→ WHAT THE TASK REQUIRES
Please report only how many lines in the entries below contain the string "shrub", treating uppercase and lowercase as different.

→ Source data

********************

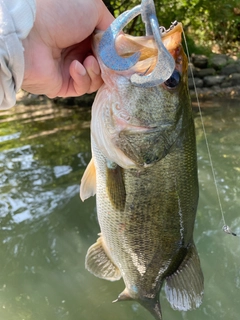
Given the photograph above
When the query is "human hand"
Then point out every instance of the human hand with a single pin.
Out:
(58, 55)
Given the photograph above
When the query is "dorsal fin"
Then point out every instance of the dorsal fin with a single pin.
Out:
(88, 182)
(184, 288)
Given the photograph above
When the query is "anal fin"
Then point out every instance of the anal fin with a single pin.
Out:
(184, 288)
(100, 264)
(88, 182)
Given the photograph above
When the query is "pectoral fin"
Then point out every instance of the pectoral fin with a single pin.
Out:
(98, 262)
(115, 187)
(88, 182)
(184, 288)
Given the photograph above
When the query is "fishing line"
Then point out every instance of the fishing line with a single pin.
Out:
(225, 228)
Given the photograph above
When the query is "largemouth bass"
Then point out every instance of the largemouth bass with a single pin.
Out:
(144, 173)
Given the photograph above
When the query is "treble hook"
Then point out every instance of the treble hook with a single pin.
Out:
(107, 51)
(165, 62)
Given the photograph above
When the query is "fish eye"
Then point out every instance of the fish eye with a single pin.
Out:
(174, 80)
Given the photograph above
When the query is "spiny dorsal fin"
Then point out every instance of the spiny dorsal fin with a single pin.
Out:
(184, 288)
(98, 262)
(88, 182)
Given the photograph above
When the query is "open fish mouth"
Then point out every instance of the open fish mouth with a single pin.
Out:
(165, 63)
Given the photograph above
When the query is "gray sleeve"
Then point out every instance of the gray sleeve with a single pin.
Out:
(16, 20)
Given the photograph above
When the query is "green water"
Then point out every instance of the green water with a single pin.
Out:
(46, 229)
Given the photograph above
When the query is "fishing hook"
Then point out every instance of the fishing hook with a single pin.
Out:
(107, 51)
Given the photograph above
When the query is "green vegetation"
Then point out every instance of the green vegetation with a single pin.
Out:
(209, 25)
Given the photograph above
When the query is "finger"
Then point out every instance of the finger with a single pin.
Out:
(92, 67)
(81, 81)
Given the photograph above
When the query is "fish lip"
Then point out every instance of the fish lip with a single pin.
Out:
(134, 129)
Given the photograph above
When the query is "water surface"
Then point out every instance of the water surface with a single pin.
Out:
(45, 230)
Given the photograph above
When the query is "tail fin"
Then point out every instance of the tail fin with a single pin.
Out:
(153, 306)
(184, 288)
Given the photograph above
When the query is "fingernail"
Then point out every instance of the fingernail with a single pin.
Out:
(80, 69)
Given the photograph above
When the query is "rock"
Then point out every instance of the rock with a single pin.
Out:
(218, 61)
(201, 73)
(226, 84)
(231, 68)
(200, 61)
(235, 79)
(198, 83)
(192, 69)
(210, 81)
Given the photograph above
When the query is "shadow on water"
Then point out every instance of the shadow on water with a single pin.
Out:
(46, 229)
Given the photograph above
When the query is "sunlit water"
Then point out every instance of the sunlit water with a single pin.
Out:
(45, 230)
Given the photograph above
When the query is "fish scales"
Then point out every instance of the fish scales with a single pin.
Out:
(145, 179)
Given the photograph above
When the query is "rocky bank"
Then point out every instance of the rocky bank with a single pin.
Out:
(215, 76)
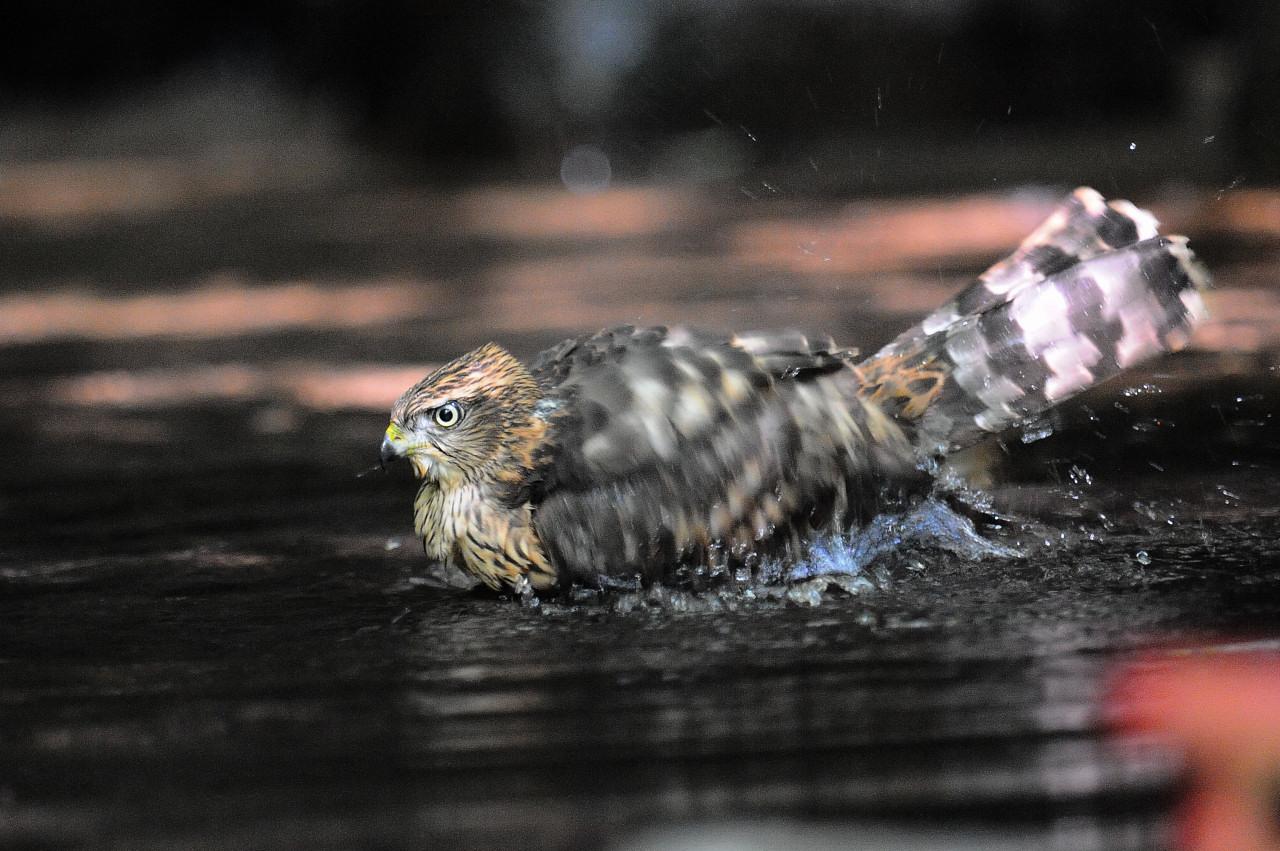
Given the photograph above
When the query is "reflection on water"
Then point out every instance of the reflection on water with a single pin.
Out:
(213, 634)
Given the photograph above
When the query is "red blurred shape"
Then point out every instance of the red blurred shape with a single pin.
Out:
(1223, 713)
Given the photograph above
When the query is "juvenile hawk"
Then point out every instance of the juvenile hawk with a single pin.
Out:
(638, 452)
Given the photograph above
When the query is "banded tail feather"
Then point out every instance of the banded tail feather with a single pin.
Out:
(1045, 325)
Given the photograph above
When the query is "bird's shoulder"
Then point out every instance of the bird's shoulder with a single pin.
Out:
(627, 399)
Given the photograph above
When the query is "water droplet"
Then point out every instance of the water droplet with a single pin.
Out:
(1032, 434)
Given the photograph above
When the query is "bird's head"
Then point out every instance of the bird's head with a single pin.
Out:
(467, 421)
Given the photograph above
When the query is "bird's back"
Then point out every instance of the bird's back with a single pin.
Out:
(679, 449)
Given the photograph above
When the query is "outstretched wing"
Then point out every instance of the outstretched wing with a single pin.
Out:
(670, 447)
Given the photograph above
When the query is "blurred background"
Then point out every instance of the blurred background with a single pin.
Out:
(856, 96)
(232, 233)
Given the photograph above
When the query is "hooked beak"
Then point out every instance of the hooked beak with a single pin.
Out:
(389, 451)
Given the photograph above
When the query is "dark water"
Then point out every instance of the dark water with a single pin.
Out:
(215, 635)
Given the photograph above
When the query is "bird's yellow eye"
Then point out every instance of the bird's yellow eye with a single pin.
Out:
(448, 415)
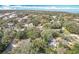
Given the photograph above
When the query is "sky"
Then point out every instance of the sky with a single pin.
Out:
(39, 2)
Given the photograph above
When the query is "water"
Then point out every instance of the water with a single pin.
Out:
(61, 8)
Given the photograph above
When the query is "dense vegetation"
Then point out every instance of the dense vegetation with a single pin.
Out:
(39, 32)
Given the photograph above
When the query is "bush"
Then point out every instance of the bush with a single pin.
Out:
(46, 34)
(74, 50)
(72, 27)
(21, 35)
(33, 33)
(38, 46)
(56, 25)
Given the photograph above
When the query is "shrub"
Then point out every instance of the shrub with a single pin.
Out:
(72, 27)
(21, 35)
(38, 46)
(56, 25)
(33, 33)
(46, 34)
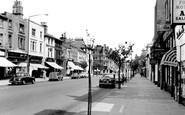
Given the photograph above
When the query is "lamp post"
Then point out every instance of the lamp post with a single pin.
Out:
(89, 47)
(28, 58)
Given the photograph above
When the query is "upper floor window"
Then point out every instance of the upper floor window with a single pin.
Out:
(1, 39)
(33, 45)
(21, 28)
(10, 24)
(40, 34)
(33, 32)
(10, 40)
(1, 22)
(21, 43)
(40, 47)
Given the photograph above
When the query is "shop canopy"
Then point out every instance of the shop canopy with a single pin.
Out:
(73, 66)
(170, 58)
(22, 64)
(36, 66)
(6, 63)
(54, 65)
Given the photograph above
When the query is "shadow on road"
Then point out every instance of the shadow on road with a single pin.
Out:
(57, 112)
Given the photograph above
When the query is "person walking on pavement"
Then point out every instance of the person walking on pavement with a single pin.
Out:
(44, 74)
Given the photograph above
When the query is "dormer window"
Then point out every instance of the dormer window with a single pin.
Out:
(21, 28)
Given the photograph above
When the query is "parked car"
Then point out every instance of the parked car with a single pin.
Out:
(83, 75)
(75, 76)
(107, 80)
(55, 76)
(22, 78)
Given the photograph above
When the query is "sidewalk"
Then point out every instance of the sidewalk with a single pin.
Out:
(138, 96)
(6, 82)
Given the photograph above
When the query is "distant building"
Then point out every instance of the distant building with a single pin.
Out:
(13, 38)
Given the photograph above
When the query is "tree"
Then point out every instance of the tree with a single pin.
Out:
(119, 55)
(134, 64)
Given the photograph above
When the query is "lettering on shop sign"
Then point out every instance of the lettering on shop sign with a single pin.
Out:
(179, 11)
(180, 31)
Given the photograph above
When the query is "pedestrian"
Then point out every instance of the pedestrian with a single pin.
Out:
(141, 73)
(44, 74)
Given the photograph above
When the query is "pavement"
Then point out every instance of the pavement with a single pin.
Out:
(138, 96)
(6, 81)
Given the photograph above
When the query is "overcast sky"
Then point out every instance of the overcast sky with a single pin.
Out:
(111, 22)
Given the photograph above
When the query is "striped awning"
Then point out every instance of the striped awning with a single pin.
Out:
(170, 58)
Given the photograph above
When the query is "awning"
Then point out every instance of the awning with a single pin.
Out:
(72, 66)
(170, 58)
(36, 66)
(22, 64)
(78, 68)
(6, 63)
(54, 65)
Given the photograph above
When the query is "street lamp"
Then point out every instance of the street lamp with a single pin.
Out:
(28, 58)
(89, 47)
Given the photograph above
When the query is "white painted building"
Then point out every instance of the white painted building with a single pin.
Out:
(35, 48)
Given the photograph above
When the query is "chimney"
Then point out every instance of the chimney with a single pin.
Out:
(18, 9)
(44, 24)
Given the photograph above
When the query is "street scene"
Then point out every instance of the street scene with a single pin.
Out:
(92, 57)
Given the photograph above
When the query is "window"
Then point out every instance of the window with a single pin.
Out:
(41, 47)
(1, 39)
(10, 24)
(33, 45)
(40, 34)
(1, 22)
(21, 28)
(10, 40)
(21, 43)
(33, 32)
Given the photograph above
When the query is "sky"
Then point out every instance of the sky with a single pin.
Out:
(111, 22)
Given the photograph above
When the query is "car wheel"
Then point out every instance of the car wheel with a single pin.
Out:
(33, 81)
(23, 82)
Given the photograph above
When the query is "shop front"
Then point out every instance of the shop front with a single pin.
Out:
(20, 59)
(52, 66)
(36, 67)
(169, 72)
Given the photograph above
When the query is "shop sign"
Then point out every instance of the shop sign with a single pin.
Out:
(153, 61)
(178, 11)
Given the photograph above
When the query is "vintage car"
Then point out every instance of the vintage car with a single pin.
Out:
(75, 76)
(22, 78)
(55, 76)
(107, 80)
(83, 75)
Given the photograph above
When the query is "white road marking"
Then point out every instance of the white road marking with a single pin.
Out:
(104, 107)
(121, 109)
(3, 87)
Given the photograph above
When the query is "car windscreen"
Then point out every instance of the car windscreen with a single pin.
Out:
(20, 74)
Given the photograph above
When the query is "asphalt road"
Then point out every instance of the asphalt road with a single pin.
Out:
(46, 98)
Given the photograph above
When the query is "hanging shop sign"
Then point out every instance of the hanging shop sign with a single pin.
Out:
(178, 11)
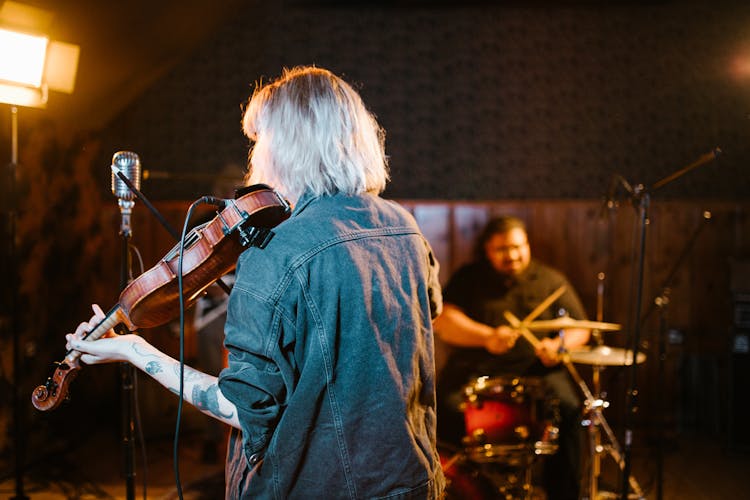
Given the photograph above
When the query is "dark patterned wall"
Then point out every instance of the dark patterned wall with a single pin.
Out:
(481, 101)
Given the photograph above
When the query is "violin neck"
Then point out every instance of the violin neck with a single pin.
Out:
(114, 317)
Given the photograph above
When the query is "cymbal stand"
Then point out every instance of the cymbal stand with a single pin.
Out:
(595, 421)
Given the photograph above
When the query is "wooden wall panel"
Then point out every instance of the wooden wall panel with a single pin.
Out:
(582, 240)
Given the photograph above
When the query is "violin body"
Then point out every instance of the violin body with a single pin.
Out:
(152, 299)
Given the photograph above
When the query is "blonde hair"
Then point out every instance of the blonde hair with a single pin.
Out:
(316, 135)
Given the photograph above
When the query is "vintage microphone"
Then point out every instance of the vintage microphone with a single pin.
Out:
(128, 165)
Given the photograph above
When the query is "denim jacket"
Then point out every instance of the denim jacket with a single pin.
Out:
(331, 356)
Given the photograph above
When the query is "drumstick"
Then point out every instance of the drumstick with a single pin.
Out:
(521, 327)
(564, 357)
(544, 305)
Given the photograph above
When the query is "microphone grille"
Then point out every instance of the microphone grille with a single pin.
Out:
(129, 164)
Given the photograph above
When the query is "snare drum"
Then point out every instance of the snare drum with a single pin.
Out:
(509, 420)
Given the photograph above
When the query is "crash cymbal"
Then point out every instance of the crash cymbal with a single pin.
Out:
(568, 322)
(604, 356)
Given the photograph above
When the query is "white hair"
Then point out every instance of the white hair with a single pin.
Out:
(312, 132)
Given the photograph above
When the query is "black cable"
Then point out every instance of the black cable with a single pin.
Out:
(176, 447)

********************

→ EXERCISE ANSWER
2